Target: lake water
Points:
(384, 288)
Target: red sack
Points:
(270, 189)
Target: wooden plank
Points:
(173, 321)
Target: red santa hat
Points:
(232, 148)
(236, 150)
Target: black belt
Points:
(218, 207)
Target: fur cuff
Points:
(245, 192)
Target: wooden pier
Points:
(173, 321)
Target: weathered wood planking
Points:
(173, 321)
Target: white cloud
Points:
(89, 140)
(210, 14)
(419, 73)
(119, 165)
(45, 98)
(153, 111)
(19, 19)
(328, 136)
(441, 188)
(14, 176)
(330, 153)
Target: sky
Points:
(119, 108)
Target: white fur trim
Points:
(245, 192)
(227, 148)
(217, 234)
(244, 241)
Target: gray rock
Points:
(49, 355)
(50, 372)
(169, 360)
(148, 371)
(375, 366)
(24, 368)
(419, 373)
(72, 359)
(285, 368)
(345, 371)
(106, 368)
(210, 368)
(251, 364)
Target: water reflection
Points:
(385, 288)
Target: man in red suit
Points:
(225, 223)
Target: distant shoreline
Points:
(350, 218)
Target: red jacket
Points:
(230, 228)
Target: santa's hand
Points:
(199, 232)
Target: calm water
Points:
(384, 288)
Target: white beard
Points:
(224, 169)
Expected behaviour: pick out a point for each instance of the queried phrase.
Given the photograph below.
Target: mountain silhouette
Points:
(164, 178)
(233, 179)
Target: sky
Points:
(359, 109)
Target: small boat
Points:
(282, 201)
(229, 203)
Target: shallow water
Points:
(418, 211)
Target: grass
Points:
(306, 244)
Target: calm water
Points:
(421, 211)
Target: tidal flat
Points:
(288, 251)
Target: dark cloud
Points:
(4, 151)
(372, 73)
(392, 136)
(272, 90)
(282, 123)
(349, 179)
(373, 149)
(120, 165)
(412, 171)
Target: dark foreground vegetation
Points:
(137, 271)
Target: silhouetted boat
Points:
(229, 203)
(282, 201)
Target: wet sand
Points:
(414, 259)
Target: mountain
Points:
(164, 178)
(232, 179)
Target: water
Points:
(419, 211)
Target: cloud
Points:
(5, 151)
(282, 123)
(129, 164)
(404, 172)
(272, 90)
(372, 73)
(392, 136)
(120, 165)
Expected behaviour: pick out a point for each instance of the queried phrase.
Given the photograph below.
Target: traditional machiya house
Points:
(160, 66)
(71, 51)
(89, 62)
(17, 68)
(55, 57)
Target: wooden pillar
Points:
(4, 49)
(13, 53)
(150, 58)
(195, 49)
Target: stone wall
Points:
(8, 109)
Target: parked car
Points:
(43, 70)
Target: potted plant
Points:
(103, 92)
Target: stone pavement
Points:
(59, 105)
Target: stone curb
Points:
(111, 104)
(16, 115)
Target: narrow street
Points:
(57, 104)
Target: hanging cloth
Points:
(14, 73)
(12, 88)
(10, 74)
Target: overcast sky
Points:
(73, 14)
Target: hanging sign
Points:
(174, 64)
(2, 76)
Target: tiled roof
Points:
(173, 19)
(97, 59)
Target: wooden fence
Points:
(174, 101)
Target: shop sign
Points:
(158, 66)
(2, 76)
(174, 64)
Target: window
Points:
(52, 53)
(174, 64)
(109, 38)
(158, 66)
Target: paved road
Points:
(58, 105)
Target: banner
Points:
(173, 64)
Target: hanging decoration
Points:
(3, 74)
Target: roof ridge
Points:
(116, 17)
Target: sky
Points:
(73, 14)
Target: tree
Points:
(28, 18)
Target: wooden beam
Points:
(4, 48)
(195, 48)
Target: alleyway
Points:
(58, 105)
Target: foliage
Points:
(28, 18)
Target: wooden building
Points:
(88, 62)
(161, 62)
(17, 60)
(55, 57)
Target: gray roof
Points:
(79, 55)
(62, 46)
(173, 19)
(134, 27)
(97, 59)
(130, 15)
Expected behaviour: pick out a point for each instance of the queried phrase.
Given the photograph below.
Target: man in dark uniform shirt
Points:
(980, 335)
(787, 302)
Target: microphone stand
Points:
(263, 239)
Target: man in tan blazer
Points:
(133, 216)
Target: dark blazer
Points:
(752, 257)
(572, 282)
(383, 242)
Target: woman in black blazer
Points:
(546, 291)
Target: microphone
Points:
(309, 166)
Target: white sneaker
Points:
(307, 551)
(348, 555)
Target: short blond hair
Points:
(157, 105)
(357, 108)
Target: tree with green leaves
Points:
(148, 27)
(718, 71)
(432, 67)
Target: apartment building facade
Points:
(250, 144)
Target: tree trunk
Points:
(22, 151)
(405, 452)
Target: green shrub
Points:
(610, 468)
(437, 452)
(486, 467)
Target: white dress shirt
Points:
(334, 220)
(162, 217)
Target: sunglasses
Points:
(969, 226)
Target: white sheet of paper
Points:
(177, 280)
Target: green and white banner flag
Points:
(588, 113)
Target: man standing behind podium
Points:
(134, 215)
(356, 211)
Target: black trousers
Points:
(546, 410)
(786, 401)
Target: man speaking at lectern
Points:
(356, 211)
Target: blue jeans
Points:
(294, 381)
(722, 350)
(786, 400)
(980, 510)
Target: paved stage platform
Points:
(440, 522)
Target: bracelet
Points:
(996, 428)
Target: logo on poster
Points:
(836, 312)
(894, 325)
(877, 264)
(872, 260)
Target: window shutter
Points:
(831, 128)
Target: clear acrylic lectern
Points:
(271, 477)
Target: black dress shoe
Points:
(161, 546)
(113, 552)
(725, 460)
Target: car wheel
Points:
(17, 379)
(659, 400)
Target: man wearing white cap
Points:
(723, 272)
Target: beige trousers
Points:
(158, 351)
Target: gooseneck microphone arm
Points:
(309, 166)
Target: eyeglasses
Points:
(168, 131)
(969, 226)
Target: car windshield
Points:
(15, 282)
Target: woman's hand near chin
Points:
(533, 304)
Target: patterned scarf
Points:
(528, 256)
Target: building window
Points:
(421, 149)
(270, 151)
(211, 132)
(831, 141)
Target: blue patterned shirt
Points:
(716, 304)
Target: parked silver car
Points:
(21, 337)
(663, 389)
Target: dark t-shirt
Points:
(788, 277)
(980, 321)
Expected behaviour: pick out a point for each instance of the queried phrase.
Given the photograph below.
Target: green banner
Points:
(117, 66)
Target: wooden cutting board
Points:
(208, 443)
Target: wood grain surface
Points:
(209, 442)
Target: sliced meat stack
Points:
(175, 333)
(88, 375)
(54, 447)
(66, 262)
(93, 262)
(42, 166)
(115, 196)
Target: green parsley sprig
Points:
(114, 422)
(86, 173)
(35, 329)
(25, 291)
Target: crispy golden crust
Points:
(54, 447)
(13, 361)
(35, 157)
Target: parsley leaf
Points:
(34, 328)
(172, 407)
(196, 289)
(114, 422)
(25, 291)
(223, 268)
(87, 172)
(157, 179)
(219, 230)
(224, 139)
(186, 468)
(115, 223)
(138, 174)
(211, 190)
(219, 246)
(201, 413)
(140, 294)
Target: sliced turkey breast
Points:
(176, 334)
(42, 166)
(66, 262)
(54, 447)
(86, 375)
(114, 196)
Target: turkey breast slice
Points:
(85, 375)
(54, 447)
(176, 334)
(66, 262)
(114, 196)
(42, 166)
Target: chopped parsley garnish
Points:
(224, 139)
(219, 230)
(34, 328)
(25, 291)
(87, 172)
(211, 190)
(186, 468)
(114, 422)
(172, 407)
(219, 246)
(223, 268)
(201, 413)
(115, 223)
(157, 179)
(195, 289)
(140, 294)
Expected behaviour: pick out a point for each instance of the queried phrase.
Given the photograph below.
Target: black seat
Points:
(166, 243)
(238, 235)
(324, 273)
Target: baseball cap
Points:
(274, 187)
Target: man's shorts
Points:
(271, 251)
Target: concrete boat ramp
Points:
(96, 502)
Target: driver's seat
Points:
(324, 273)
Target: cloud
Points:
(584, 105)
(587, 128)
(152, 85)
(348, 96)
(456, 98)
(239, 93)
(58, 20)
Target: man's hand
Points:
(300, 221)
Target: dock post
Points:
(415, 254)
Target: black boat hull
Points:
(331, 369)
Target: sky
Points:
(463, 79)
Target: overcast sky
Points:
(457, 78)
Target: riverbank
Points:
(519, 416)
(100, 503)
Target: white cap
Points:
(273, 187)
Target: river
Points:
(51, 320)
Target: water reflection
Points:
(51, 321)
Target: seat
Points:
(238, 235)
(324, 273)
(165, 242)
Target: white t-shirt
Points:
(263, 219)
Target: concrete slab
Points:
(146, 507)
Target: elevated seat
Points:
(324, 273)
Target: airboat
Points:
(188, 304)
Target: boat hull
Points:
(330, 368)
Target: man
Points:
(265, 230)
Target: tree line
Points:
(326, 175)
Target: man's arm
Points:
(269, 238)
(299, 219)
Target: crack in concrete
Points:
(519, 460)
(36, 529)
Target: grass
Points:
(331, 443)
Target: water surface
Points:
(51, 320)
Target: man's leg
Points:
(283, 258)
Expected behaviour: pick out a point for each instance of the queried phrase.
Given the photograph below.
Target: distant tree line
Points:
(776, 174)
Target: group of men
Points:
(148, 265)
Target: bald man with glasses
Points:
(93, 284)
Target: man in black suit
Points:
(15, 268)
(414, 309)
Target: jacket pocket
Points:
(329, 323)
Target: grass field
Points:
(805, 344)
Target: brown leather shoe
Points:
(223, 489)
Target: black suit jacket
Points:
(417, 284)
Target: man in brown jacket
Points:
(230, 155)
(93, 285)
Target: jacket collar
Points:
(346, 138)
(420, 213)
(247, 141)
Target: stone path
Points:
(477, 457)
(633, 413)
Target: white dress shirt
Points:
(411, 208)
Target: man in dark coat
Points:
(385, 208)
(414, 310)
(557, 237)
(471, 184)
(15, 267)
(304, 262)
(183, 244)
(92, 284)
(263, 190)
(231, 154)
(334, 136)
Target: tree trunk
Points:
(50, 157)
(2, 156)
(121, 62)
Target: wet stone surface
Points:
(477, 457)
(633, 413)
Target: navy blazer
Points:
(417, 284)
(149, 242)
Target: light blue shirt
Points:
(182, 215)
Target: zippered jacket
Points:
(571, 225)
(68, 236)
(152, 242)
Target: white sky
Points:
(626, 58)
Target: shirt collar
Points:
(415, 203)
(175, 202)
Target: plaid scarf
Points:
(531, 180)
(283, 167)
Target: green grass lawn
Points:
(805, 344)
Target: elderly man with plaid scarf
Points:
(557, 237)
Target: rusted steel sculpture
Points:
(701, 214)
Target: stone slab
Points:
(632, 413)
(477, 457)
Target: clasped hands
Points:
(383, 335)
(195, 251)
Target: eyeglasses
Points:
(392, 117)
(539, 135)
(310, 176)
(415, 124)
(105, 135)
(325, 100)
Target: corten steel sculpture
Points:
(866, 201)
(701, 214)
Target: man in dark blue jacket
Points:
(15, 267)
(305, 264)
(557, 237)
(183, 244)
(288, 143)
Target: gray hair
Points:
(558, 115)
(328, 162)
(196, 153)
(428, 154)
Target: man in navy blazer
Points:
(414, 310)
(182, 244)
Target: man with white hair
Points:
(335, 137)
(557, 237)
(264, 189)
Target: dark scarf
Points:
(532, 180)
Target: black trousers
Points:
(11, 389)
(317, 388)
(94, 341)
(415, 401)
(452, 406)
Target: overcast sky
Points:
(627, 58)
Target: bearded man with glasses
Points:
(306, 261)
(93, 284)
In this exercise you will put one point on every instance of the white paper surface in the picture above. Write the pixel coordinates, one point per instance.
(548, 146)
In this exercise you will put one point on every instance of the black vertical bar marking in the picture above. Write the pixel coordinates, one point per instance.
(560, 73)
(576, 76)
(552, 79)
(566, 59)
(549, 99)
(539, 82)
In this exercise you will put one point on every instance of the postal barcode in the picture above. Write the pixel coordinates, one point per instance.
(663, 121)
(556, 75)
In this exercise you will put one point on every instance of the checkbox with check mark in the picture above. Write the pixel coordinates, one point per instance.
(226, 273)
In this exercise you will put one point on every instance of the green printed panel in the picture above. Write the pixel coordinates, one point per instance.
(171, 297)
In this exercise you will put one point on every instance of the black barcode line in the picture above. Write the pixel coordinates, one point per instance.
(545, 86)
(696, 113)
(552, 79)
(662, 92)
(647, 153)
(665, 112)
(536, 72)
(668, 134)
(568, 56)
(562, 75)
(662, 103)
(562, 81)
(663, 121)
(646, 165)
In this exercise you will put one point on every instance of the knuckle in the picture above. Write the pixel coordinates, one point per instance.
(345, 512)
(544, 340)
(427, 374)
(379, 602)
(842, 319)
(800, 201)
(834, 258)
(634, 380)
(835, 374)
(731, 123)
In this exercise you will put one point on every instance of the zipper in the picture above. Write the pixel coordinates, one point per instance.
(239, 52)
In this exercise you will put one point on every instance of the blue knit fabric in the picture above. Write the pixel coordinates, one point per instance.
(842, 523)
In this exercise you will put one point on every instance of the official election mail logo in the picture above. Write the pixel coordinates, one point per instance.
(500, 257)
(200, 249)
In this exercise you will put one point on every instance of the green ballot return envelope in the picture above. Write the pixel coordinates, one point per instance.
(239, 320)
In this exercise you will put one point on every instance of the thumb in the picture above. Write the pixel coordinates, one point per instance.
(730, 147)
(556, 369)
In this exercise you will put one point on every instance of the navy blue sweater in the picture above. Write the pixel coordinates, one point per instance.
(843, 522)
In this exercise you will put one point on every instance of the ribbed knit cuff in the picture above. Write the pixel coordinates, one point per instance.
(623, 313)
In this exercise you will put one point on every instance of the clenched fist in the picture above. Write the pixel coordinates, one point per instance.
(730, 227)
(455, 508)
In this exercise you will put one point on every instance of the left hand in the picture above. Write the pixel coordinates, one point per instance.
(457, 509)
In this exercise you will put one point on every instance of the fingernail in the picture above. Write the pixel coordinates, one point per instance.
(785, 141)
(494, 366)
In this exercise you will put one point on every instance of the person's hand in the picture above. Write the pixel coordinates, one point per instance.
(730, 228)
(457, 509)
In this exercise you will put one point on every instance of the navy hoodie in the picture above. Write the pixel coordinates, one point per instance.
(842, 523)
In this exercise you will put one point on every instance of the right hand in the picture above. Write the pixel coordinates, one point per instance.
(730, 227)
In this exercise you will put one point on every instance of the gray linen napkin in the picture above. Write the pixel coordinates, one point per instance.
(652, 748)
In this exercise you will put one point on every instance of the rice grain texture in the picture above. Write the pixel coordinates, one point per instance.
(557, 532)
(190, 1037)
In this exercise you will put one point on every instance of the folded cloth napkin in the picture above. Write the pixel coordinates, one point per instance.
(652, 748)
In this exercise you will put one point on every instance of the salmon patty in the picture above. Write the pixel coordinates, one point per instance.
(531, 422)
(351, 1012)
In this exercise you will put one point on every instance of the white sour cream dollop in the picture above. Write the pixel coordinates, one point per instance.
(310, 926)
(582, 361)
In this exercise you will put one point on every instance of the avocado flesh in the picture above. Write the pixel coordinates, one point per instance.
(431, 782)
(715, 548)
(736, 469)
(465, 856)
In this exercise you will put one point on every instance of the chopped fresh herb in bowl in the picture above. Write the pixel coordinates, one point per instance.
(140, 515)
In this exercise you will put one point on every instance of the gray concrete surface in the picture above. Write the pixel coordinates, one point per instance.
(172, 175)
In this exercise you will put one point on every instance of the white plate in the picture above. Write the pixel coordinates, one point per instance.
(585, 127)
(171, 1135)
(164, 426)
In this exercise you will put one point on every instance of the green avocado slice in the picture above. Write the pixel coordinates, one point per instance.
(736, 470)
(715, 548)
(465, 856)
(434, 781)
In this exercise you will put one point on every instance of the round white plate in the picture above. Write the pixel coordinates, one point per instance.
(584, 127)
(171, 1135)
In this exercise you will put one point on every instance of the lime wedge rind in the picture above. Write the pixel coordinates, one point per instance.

━━━━

Which lines belong in the answer? Exactly those from the first line of the entries through the line holding "Target: mountain silhouette", inclusive, copied unchanged.

Solution for this exercise ->
Target: lake water
Points:
(384, 288)
Target: red sack
Points:
(270, 189)
Target: wooden plank
Points:
(173, 321)
Target: red santa hat
Points:
(232, 148)
(236, 150)
Target: black belt
Points:
(218, 207)
Target: fur cuff
Points:
(245, 192)
Target: wooden pier
Points:
(173, 321)
Target: weathered wood planking
Points:
(173, 321)
Target: white cloud
Points:
(89, 140)
(210, 14)
(419, 73)
(119, 165)
(45, 98)
(153, 111)
(19, 19)
(328, 136)
(441, 188)
(14, 176)
(330, 153)
Target: sky
Points:
(119, 108)
Target: white fur trim
Points:
(245, 192)
(227, 148)
(217, 234)
(244, 241)
Target: gray rock
Points:
(49, 355)
(50, 372)
(169, 360)
(148, 371)
(375, 366)
(24, 368)
(419, 373)
(72, 359)
(285, 368)
(345, 371)
(106, 368)
(210, 368)
(251, 364)
Target: water reflection
Points:
(385, 288)
Target: man in red suit
Points:
(225, 223)
Target: distant shoreline
Points:
(350, 218)
Target: red jacket
Points:
(230, 228)
Target: santa's hand
Points:
(199, 232)
Target: calm water
Points:
(384, 288)
Target: white beard
Points:
(224, 169)
Expected behaviour: pick out a point for each instance of the queried phrase.
Given the photograph below.
Target: mountain silhouette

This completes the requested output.